• _WHAT IS BEING ASKED_:
Quote the lines below exactly, from the one that holds "In this photo, where can the calm" through the final line of the records, and only those.

• _DATASET_:
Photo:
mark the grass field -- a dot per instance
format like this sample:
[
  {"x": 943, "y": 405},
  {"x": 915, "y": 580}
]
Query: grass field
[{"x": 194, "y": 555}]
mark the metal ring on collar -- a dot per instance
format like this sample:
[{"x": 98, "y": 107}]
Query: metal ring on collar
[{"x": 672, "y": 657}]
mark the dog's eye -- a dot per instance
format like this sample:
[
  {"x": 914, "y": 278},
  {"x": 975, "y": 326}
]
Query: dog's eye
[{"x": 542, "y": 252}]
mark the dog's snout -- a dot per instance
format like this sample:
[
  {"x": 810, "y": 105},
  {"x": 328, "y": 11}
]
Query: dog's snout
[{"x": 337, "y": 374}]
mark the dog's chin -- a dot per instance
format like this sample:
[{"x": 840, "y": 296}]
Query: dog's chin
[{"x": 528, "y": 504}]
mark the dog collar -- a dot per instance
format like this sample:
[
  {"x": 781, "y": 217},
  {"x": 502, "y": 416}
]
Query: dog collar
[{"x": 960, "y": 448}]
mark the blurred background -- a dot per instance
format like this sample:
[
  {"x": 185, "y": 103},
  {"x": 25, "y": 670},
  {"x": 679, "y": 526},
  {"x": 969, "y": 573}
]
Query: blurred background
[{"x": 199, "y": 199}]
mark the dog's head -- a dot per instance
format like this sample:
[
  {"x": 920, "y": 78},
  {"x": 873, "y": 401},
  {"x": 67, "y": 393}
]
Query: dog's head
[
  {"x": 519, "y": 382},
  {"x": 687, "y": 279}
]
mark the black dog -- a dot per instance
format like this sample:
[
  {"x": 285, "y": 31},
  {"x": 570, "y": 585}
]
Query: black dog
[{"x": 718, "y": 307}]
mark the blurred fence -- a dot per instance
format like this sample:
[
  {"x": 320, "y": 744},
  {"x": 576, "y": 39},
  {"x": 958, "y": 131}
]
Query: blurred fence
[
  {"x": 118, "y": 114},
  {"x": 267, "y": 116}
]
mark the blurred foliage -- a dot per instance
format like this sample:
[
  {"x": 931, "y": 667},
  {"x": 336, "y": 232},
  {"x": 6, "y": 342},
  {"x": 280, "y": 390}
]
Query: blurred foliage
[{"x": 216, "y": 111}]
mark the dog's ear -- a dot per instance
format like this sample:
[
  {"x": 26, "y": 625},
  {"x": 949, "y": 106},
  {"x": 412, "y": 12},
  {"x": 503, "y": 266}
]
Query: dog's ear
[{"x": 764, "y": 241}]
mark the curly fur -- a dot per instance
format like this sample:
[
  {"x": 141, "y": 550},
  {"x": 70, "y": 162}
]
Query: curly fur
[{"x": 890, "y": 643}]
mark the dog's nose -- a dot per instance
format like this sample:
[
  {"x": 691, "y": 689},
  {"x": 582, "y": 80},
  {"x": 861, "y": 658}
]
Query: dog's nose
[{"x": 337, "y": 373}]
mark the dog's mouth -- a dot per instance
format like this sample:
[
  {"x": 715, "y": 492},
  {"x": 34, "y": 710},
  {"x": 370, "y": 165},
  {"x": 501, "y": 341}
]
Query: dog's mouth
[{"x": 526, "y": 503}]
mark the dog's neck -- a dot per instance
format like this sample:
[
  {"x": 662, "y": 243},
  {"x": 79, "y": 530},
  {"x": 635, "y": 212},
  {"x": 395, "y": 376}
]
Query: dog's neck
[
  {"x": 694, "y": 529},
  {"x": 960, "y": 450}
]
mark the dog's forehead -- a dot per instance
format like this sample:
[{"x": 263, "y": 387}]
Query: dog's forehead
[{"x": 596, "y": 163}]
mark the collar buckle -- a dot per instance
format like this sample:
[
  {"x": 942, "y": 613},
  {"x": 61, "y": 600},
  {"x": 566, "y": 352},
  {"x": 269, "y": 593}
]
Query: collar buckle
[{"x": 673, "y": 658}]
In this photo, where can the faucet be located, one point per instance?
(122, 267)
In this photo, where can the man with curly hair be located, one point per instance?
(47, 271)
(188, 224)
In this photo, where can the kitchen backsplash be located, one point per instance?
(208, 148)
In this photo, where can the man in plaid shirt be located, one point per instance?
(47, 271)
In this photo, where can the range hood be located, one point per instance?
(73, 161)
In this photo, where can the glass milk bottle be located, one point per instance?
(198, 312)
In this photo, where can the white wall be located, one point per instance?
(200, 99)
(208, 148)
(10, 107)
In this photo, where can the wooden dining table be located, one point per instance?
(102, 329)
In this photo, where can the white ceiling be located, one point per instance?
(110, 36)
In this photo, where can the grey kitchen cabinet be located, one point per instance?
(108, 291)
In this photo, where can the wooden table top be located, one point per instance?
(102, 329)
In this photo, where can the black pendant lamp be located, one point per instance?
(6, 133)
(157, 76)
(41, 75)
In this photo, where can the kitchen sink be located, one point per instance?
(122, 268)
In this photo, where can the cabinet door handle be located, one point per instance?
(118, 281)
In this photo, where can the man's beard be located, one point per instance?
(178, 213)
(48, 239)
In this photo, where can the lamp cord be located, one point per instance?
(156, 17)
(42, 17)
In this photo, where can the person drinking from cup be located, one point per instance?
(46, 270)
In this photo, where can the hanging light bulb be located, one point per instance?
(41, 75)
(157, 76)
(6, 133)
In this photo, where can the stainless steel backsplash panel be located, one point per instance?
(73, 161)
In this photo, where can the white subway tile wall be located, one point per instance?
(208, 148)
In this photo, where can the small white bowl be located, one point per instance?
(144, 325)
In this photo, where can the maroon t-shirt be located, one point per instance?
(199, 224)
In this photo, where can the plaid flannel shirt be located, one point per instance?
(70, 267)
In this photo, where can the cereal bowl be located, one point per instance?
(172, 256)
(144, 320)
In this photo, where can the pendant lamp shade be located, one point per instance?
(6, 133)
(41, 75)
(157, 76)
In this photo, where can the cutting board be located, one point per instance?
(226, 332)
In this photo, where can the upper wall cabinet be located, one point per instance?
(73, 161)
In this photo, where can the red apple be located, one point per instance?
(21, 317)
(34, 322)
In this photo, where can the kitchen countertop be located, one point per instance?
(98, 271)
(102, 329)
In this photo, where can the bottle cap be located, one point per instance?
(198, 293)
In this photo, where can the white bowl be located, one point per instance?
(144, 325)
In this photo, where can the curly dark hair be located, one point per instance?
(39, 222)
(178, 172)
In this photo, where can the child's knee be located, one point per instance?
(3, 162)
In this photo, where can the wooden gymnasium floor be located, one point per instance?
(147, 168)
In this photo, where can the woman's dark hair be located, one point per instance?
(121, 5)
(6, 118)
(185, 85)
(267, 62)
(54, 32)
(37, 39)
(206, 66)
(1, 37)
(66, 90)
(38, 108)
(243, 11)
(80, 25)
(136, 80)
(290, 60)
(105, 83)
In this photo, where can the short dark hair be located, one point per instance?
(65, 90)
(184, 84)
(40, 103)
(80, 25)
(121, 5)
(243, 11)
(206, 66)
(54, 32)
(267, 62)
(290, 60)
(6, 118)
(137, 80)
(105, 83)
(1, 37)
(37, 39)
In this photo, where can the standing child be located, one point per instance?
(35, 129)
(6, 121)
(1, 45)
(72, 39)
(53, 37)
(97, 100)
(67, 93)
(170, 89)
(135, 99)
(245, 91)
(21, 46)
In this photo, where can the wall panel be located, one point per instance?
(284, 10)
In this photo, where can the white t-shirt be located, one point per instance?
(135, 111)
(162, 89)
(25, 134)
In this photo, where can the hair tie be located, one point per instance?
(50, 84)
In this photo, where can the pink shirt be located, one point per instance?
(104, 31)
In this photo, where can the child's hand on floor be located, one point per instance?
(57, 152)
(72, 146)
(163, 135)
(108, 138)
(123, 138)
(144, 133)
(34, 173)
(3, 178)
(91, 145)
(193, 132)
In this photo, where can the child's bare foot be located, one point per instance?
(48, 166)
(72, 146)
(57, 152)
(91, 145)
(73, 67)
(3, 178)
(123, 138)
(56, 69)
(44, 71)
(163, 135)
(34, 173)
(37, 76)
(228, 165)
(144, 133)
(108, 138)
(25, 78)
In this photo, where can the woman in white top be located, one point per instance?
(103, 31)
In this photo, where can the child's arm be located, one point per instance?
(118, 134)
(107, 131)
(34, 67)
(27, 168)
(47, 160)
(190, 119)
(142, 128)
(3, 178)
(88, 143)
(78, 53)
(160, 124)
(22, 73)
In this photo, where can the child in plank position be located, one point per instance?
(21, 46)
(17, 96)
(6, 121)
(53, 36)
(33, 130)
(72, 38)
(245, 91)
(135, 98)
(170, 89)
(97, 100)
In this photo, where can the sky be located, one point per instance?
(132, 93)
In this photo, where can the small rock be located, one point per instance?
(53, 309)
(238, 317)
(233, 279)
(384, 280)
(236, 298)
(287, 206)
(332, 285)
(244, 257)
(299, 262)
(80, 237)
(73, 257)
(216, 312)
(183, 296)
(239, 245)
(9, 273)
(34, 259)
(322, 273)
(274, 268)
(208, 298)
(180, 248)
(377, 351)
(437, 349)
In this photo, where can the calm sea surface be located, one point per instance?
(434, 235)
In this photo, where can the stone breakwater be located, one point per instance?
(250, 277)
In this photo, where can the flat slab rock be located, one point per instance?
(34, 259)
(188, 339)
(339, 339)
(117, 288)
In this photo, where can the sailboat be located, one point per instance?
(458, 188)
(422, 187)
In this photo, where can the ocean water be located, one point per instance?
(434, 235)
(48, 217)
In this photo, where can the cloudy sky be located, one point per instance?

• _RESULT_:
In this photo, where can the calm sea surface be located, one point per instance?
(434, 235)
In this photo, where can the stone breakwater be located, one point per instance?
(250, 277)
In this photo, where can the flat slab rock be located, one point per instance?
(34, 259)
(188, 339)
(339, 339)
(117, 288)
In this photo, where can the sailboat be located, one point per instance?
(458, 188)
(422, 187)
In this photo, where can the ocean water be located, one point per instance?
(434, 235)
(48, 217)
In this photo, where can the cloudy sky be located, one point per instance?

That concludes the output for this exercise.